Point-per-instance localization data:
#####
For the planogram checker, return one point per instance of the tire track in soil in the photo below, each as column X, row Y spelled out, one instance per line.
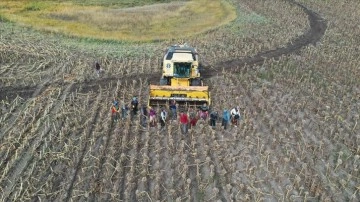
column 318, row 26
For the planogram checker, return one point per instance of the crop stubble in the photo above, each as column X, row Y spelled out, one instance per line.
column 104, row 161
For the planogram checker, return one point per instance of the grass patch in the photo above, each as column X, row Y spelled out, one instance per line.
column 112, row 20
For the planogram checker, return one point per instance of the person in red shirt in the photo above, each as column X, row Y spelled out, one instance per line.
column 184, row 121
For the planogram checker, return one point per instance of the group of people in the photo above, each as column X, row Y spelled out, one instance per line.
column 188, row 118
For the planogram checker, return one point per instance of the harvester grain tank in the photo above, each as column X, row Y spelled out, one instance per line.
column 181, row 79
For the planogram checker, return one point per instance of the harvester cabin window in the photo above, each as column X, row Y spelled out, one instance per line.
column 169, row 56
column 182, row 69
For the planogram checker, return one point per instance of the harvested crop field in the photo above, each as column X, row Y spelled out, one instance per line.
column 292, row 66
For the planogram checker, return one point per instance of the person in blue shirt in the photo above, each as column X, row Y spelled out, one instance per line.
column 173, row 109
column 134, row 105
column 226, row 119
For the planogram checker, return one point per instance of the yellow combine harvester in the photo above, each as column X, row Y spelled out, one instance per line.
column 180, row 79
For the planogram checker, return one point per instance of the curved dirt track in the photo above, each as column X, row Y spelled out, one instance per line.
column 317, row 29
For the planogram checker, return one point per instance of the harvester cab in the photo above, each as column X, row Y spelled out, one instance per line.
column 180, row 80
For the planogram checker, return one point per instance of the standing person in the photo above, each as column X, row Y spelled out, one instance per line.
column 184, row 120
column 115, row 113
column 134, row 105
column 97, row 68
column 173, row 109
column 144, row 114
column 152, row 116
column 163, row 116
column 116, row 102
column 204, row 111
column 124, row 111
column 213, row 118
column 226, row 119
column 235, row 116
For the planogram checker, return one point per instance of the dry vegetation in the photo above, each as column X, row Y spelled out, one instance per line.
column 141, row 23
column 298, row 140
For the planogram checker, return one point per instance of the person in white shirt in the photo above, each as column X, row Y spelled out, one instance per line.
column 163, row 115
column 235, row 115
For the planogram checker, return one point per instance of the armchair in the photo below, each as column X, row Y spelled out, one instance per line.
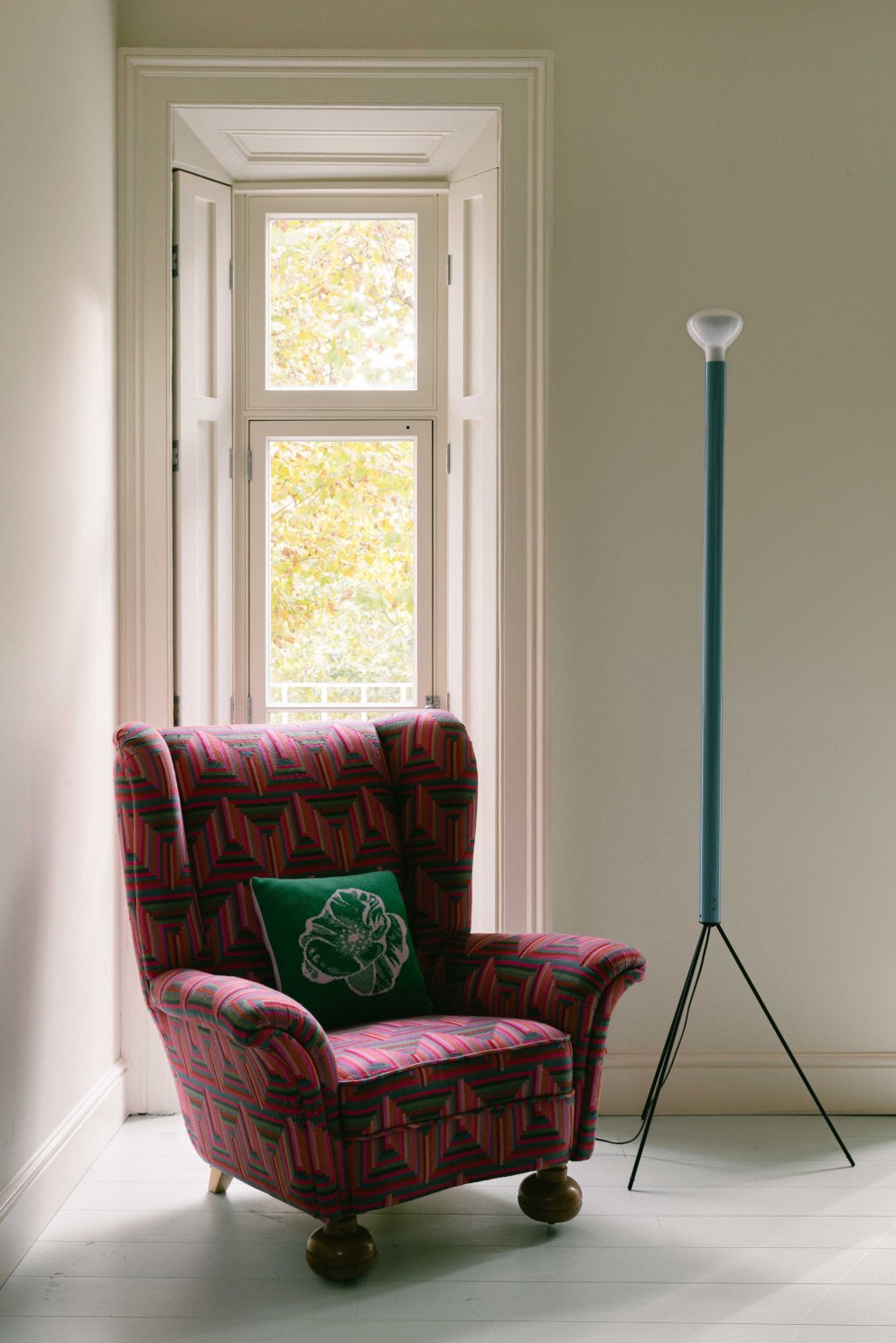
column 504, row 1077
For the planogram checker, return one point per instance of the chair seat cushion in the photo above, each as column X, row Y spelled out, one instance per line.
column 425, row 1069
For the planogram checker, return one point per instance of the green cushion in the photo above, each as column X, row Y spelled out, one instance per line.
column 341, row 946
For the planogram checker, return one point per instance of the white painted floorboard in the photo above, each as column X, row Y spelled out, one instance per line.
column 741, row 1230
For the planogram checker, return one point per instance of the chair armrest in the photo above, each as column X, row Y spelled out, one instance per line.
column 531, row 974
column 571, row 984
column 247, row 1012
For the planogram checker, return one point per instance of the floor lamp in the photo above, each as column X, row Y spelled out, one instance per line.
column 714, row 330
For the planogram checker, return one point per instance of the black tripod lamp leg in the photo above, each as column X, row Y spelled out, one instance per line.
column 658, row 1077
column 788, row 1049
column 656, row 1086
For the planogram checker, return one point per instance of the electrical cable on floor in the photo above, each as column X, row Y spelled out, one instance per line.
column 623, row 1142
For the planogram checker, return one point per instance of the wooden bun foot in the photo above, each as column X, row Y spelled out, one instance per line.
column 341, row 1251
column 550, row 1196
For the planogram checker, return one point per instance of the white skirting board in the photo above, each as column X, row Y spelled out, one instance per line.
column 752, row 1083
column 43, row 1183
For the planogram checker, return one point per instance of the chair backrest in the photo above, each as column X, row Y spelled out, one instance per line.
column 204, row 810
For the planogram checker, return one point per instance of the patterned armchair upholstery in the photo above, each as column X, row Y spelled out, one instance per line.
column 504, row 1077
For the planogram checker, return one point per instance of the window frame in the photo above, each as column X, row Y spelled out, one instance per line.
column 289, row 402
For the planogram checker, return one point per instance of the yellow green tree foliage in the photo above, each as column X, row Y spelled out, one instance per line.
column 341, row 303
column 341, row 562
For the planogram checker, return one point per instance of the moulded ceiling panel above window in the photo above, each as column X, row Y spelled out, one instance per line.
column 280, row 144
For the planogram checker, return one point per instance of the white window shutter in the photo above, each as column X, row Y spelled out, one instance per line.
column 203, row 524
column 473, row 508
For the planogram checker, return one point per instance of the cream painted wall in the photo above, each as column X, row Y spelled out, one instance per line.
column 742, row 154
column 58, row 895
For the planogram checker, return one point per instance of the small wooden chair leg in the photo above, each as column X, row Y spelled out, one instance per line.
column 550, row 1196
column 218, row 1180
column 341, row 1251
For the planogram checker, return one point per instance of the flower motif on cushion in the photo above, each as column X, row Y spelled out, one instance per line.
column 355, row 939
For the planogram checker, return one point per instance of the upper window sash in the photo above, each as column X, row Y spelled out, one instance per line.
column 262, row 210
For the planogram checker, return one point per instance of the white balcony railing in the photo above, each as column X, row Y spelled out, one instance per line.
column 341, row 695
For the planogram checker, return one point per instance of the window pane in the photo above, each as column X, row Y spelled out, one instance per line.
column 341, row 309
column 341, row 575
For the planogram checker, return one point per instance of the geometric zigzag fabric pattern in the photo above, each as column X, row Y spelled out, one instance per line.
column 502, row 1077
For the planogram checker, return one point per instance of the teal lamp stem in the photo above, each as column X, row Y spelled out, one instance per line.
column 714, row 330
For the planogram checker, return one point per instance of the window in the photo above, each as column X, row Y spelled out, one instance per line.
column 341, row 303
column 341, row 568
column 341, row 520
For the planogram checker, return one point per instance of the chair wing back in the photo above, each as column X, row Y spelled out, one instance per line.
column 204, row 810
column 433, row 769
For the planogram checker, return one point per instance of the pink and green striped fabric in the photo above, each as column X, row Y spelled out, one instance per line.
column 502, row 1077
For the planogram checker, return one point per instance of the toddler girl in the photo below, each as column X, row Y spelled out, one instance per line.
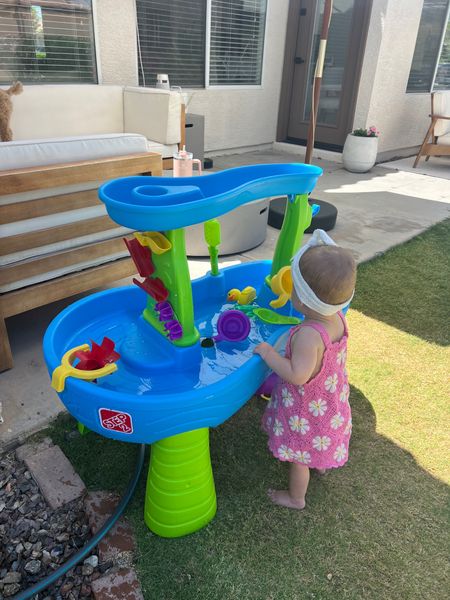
column 308, row 419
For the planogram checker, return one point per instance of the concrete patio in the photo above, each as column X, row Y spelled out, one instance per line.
column 377, row 210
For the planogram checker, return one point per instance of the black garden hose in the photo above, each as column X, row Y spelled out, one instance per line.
column 78, row 556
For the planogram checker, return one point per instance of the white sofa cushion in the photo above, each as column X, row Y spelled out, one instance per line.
column 166, row 151
column 441, row 106
column 154, row 113
column 47, row 111
column 34, row 153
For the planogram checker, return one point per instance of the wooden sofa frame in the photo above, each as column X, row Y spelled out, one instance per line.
column 44, row 292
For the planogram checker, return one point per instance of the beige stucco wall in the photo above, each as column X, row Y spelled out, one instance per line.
column 382, row 99
column 233, row 117
column 115, row 40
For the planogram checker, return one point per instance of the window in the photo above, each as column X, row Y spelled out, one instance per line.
column 172, row 40
column 47, row 41
column 201, row 43
column 430, row 67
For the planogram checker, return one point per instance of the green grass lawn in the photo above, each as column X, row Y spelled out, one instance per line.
column 376, row 529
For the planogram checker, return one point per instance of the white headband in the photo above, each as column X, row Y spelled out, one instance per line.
column 302, row 289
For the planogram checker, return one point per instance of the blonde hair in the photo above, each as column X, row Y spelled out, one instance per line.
column 330, row 271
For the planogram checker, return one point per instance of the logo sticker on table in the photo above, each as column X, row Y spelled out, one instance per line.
column 115, row 420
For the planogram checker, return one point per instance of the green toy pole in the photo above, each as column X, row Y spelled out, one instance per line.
column 297, row 218
column 180, row 497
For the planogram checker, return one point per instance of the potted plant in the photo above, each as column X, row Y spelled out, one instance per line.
column 360, row 150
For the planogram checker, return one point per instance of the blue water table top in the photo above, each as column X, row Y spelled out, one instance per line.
column 164, row 388
column 170, row 203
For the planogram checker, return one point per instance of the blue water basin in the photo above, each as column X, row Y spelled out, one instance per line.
column 161, row 388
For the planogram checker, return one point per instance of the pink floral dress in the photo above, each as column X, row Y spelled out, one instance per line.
column 312, row 424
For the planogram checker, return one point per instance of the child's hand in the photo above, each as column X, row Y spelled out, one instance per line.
column 263, row 350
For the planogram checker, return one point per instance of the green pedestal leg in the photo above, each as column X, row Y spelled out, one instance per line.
column 297, row 218
column 180, row 497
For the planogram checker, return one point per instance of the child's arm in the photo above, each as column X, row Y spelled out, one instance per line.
column 299, row 368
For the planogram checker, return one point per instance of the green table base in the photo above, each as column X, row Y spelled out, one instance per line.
column 180, row 497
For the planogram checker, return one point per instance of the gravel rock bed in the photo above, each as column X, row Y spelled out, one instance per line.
column 35, row 540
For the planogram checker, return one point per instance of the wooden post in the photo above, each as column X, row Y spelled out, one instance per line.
column 318, row 79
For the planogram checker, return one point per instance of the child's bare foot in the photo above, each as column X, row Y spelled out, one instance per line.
column 282, row 498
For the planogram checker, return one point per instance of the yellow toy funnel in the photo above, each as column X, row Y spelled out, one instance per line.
column 281, row 284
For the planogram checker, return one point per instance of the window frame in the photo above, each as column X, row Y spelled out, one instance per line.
column 438, row 56
column 246, row 86
column 207, row 85
column 96, row 80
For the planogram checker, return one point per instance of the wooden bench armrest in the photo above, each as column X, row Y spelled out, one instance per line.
column 38, row 178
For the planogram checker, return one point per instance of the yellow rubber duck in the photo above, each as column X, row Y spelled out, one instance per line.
column 247, row 295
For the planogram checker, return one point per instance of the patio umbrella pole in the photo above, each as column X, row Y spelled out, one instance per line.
column 318, row 79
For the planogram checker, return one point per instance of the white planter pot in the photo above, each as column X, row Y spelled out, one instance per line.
column 360, row 153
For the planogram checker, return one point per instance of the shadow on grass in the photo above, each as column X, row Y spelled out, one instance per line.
column 408, row 288
column 374, row 529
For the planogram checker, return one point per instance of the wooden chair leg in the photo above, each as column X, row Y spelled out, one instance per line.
column 420, row 153
column 434, row 142
column 6, row 361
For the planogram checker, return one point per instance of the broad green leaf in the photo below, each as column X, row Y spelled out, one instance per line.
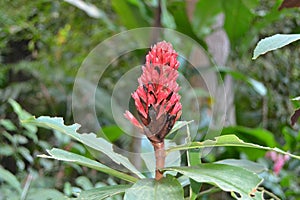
#####
● The problem
Once the line containing "of the shadow" is found, copy it and each line after it through the end of the entries above exactly; nothing else, and no pictures.

● Result of the exercise
For the planogram checker, return one point per instance of the shadow on grass in the photo above, each as column X, row Y spelled out, one instance per line.
column 408, row 288
column 374, row 529
For the planogram checker, return one point per instance of the wooden chair leg in the photo above, each as column X, row Y spelled out, one instance per line.
column 420, row 153
column 434, row 142
column 6, row 361
For the planogram checker, return one point per instance of the broad green leaf in the photo below, each as column X, row Y spelled out, one instance per line.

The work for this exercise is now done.